DOCUMENT:
— begin —

The Backend inner class has a uniform interface (setSource, play(remainingLoops), stop(), d'tor + finished signal). Windows and macOS backends handle loops natively and only signal finished at sequence end. Linux backend signals after each play; the common file issues the next play().

CMake / build changes

src/gui/CMakeLists.txt

  • Add notificationsoundplayer.h and notificationsoundplayer.cpp to client_SRCS near callstatechecker (unconditional).
  • In the IF(APPLE) block (~line 289): append notificationsoundplayer_mac.mm.
  • In the IF(WIN32) block (~line 356): append notificationsoundplayer_win.cpp.
  • In the IF(NOT WIN32 AND NOT APPLE) block (~line 353): append notificationsoundplayer_linux.cpp.
  • Linking:
    • Windows: add target_link_libraries(nextcloudCore PRIVATE winmm xaudio2) inside the Windows block after ~line 364.
    • macOS: extend the existing -framework … list near line 684 with -framework AVFoundation -framework Foundation.
    • Linux: in the Linux block near line 677, add pkg_check_modules(CANBERRA IMPORTED_TARGET libcanberra); conditionally target_link_libraries(nextcloudCore PRIVATE PkgConfig::CANBERRA) and target_compile_definitions(nextcloudCore PRIVATE HAVE_LIBCANBERRA).

src/gui/owncloudgui.cpp

  • Add #include "notificationsoundplayer.h" with the sibling GUI includes.
  • Append next to line 138:
    qmlRegisterType<NotificationSoundPlayer>("com.nextcloud.desktopclient", 1, 0, "NotificationSoundPlayer");

cmake/modules/NSIS.template.in:436-437

Delete both lines (Qt5Multimedia.dll, Qt5MultimediaWidgets.dll). They cannot resolve in a Qt6 build — dead code. Do not scrub the rest of the Qt5 block; out of scope.

Deployment audit (no changes expected; verify)

  • macdeployqt invocation at src/gui/CMakeLists.txt:733-744 scans -qmldir=${CMAKE_SOURCE_DIR}/src/gui for QML imports. Once import QtMultimedia is removed, it stops copying QtMultimedia.framework and qml/QtMultimedia/libquickmultimedia.dylib. Verify by diffing Contents/Frameworks and Contents/Resources/qml/ before/after.
  • No windeployqt is used anywhere; Windows bundling is entirely NSIS-template driven.
  • admin/osx/make_universal.py: no Multimedia references — confirmed clean.

QML migration

src/gui/tray/CallNotificationDialog.qml:

  • Delete line 11: import QtMultimedia.

— end —

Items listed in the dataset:
— begin —

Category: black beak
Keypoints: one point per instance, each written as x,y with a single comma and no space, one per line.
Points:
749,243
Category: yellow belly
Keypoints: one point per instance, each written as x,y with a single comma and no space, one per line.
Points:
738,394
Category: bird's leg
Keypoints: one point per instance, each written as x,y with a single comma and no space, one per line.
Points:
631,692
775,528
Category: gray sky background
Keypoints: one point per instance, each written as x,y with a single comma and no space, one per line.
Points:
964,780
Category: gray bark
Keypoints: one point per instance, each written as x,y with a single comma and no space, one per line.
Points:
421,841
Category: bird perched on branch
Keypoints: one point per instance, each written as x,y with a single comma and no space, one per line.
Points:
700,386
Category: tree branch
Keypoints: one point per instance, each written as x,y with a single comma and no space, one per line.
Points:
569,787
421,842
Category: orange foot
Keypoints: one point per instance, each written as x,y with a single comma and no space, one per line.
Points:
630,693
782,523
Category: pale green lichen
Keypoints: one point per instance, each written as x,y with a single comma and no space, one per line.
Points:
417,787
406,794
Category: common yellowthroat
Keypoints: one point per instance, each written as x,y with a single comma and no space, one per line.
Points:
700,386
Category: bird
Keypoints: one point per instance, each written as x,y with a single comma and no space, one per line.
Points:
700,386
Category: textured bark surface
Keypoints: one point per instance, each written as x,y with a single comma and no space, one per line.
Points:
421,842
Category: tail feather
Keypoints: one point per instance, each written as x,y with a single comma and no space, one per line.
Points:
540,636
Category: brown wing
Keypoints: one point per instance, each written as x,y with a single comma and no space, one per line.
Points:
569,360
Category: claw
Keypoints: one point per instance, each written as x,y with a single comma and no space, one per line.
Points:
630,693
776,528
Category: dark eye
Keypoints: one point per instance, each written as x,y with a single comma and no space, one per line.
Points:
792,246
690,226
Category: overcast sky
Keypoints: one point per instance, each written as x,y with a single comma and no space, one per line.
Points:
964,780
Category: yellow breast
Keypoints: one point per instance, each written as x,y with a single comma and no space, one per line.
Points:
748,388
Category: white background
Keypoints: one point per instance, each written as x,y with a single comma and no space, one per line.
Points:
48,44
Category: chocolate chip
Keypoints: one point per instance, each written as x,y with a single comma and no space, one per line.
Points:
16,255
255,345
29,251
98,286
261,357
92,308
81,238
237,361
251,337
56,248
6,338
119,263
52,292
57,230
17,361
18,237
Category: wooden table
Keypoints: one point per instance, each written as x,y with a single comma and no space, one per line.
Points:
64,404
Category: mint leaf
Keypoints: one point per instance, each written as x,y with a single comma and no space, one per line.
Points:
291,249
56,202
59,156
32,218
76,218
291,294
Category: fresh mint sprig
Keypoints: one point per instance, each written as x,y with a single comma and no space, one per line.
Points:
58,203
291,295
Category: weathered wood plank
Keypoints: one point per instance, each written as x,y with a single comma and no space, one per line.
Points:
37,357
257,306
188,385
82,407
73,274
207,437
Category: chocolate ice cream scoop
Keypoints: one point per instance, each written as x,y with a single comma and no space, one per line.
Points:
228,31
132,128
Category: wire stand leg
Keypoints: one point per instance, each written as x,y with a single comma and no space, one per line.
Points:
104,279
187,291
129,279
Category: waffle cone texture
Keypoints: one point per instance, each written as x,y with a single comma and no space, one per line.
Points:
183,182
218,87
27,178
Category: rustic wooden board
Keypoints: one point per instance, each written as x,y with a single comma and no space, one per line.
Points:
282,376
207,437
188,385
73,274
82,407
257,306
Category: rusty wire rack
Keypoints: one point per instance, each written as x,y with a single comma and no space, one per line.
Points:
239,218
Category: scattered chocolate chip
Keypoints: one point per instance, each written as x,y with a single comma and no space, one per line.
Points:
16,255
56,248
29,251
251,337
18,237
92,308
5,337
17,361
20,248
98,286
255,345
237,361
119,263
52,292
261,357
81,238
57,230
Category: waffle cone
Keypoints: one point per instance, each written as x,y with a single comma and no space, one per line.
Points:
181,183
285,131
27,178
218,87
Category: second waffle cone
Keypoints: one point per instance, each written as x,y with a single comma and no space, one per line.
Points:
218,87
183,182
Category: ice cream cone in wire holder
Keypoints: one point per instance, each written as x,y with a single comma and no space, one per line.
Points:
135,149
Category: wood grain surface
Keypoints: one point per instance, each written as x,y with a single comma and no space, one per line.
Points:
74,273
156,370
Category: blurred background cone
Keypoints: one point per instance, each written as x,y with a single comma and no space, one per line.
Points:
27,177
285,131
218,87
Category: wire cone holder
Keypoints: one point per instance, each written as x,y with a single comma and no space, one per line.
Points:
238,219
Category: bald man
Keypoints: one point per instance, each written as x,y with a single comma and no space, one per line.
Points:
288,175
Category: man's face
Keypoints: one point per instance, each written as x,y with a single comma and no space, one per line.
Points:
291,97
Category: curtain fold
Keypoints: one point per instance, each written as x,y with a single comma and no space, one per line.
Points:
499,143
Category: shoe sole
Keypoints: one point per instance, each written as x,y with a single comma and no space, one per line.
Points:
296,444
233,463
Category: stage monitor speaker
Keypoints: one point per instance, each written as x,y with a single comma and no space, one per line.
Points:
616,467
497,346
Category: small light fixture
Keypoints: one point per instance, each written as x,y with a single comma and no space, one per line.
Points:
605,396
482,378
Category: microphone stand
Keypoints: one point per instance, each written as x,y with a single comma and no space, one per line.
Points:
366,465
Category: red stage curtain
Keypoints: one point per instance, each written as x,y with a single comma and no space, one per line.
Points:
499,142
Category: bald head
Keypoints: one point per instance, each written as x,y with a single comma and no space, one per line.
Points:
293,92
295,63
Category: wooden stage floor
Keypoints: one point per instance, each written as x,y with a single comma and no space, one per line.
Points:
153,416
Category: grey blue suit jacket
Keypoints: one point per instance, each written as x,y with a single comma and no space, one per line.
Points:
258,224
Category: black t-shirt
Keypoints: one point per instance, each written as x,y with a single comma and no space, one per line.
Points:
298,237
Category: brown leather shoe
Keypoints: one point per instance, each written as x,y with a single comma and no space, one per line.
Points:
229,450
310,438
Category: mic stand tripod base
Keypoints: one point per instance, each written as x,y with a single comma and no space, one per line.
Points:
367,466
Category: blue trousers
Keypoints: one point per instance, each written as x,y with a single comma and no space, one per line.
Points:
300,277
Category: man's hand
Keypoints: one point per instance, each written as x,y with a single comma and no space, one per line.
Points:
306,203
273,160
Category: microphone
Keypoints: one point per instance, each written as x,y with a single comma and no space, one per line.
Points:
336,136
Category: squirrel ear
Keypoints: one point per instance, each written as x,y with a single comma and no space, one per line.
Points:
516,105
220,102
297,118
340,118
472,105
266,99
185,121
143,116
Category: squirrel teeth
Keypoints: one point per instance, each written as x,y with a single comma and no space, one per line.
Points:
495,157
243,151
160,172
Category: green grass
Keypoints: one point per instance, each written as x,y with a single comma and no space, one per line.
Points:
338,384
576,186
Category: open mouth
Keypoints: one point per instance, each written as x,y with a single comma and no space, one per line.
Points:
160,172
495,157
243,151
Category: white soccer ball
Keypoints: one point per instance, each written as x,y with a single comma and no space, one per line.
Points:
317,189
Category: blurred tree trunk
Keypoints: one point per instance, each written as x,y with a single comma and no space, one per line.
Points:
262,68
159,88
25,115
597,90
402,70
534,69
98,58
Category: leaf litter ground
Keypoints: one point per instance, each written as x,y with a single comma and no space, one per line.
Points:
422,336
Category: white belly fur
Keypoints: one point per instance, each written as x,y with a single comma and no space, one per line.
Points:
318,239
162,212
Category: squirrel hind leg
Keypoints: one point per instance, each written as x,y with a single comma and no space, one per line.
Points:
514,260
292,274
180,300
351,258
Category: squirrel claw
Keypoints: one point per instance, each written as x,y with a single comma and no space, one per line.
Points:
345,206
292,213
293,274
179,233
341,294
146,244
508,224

— end —

WHAT TO WORK ON:
• a. Answer these from the notification sound plan:
(i) Which two libraries does the plan link on Windows?
(ii) Which two DLLs are named in the lines to delete from NSIS.template.in?
(iii) Which import is removed from CallNotificationDialog.qml?
• b. Carry the notification sound plan forward from its final line.

RESULTS BY TASK:
• a.
(i) winmm and xaudio2
(ii) Qt5Multimedia.dll and Qt5MultimediaWidgets.dll
(iii) import QtMultimedia

• b.
  • Replace lines 71–75:
    NotificationSoundPlayer {
        id: ringSound
        source: root.ringtonePath
        loops: 9
    }

The com.nextcloud.desktopclient import at line 9 already exposes the new type. Call sites at lines 39 (ringSound.stop()) and 59 (ringSound.play()) are unchanged.

Implementation sequence

  1. Scaffold notificationsoundplayer.{h,cpp} with the full public API, QRC extractor, PIMPL Backend interface, and a no-op Backend for all platforms.
  2. Register the type in owncloudgui.cpp and wire sources into src/gui/CMakeLists.txt. Build Win/macOS/Linux green with the no-op backend — this confirms wiring before any native code.
  3. Change CallNotificationDialog.qml. Dialog now works silently on all platforms; Qt Multimedia is fully unreferenced.
  4. Implement the macOS backend (smallest, cleanest). Verify end-to-end with a real Talk call.
  5. Implement the Windows backend (XAudio2 + WAV header parser). Verify end-to-end.
  6. Implement the Linux backend (libcanberra + main-thread-marshaled loop continuation). Verify on a PulseAudio host and a PipeWire host.
  7. Delete the two dead Qt5Multimedia*.dll lines from the NSIS template.
  8. Rebuild installers on each platform; diff against a pre-change build to confirm Qt Multimedia framework / QML plugin are no longer shipped.
  9. Add unit tests for path resolution and Linux loop bookkeeping (see Verification).

Verification

Manual end-to-end (on each platform)

Triggered by a real Talk call: two accounts on a Talk-enabled Nextcloud server, callee logged into the desktop client on the platform under test, caller initiates a call from the Talk web UI. Expected: CallNotificationDialog appears, ringtone plays.

Cases to confirm on Windows, macOS, and Linux:

  • Audible playback at normal volume through multiple cycles.
  • Decline button stops playback immediately (tests stop() from QML).
  • 60-second timeout stops playback (tests CallStateChecker-driven stop).
  • Natural completion after 9 plays stops cleanly (tests native loop count on Win/macOS; callback-chained loop on Linux).
  • Closing the app while ringing stops playback and releases resources (tests backend destructor — critical for XAudio2 voice release, AVAudioPlayer release, ca_context_destroy).
  • Audio device unplug during playback does not crash or hang.

Unit tests (worth writing)

  • resolveToFilesystemPath(): feed qrc:///client/theme/call-notification.wav, a file:// URL, a plain path. Assert readable filesystem result and idempotency.
  • Linux loop bookkeeping: mock the finished hook; assert play() is issued loops - 1 additional times and that stop() mid-sequence cancels remaining plays.

Full native-playback integration tests are not worth CI effort (real audio device, flaky). Keep those manual.

Risks / edge cases

  • Overlapping notifications: each dialog owns its own player; all three backends handle concurrent instances. No special handling. If the product later wants "one ringtone at a time," route through a singleton — do not put that complexity in the player.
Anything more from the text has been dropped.